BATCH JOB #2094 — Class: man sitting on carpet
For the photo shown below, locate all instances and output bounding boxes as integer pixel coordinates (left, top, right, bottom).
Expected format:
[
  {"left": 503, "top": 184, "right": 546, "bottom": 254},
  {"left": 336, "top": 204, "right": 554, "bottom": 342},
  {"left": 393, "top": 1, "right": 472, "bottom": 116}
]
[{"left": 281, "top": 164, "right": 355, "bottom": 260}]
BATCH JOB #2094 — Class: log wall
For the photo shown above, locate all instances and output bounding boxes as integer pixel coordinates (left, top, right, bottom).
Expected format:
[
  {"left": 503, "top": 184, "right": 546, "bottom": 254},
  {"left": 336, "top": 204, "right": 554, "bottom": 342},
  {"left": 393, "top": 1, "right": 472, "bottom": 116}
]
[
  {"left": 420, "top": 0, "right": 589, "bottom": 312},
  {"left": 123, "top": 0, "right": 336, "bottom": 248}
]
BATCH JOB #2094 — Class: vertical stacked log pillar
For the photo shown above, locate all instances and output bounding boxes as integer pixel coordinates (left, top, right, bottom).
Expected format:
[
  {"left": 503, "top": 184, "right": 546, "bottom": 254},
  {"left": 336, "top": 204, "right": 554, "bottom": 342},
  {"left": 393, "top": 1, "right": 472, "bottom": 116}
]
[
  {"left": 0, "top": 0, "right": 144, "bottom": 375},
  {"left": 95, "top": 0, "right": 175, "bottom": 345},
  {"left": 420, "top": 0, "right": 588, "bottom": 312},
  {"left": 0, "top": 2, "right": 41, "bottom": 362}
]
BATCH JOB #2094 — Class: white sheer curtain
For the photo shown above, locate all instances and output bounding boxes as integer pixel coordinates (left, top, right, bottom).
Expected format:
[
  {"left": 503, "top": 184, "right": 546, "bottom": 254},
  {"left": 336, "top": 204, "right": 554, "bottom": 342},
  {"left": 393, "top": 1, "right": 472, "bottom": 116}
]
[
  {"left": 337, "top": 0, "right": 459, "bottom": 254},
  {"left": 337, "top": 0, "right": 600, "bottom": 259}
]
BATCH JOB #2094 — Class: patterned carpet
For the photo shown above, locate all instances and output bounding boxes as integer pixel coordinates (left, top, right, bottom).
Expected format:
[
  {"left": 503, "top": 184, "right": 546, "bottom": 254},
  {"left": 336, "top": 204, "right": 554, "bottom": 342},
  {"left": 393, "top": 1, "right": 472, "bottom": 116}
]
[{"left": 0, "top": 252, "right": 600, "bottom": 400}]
+---+
SET TASK |
Copy, character for character, the lines starting at the one that contains "BATCH JOB #2094 — Class: patterned carpet" and ending at the last line above, with both of those lines included.

THE RESULT |
BATCH JOB #2094 — Class: patterned carpet
For the photo shown above, locate all instances and output bounding boxes as integer pixel coordinates (left, top, right, bottom).
Expected format:
[
  {"left": 503, "top": 184, "right": 546, "bottom": 254},
  {"left": 336, "top": 204, "right": 554, "bottom": 342},
  {"left": 393, "top": 1, "right": 472, "bottom": 116}
]
[{"left": 0, "top": 252, "right": 600, "bottom": 400}]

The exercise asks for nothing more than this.